Reproduce word for word the lines from the first one through the line containing "column 9, row 118", both included.

Pointing dataset records
<<<<
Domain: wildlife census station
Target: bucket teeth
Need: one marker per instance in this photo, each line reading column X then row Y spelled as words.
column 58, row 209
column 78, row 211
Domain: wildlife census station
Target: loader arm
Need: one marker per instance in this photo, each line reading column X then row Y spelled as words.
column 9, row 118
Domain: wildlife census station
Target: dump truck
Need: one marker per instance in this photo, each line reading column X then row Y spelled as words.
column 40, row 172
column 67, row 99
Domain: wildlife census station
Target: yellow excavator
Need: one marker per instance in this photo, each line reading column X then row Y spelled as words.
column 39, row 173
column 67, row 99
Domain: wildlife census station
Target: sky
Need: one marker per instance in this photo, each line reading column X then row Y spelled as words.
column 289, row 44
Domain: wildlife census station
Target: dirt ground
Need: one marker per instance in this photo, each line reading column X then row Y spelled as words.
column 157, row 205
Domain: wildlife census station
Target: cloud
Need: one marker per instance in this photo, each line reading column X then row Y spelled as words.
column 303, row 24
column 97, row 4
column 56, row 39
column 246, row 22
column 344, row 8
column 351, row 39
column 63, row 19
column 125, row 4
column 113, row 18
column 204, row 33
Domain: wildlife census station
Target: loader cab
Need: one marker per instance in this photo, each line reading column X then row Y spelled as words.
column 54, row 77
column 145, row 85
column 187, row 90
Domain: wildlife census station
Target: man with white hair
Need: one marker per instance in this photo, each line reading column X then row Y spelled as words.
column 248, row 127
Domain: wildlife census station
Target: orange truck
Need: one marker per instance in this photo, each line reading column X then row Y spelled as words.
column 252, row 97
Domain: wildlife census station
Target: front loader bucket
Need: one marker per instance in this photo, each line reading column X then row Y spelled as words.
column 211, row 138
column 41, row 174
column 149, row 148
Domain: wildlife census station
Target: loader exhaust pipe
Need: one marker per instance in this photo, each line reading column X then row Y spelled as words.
>>>>
**Output for this task:**
Domain: wildlife census station
Target: bucket teeth
Need: one marker per instance in this photo, each line reading column X then row Y spelled as words.
column 58, row 209
column 78, row 211
Domain: wildlife census station
Target: loader arm
Need: one marker per instance in this photo, each line reading column X then row Y spelled as words.
column 9, row 118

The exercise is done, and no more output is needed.